— start EXERCISE MATERIAL —

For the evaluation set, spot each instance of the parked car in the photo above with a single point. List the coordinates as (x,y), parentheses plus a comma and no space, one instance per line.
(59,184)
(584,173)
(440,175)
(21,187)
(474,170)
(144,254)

— end EXERCISE MATERIAL —

(YOUR INSTRUCTIONS): Reproduce the material above verbatim, preserving each line, its order, and its punctuation without alteration.

(THE RESPONSE):
For the evaluation set, spot each instance of the parked car in the photo above with a single point. List the coordinates as (x,y), parentheses plus a comma and no space, one instance per line.
(59,184)
(584,173)
(440,175)
(21,187)
(474,170)
(144,254)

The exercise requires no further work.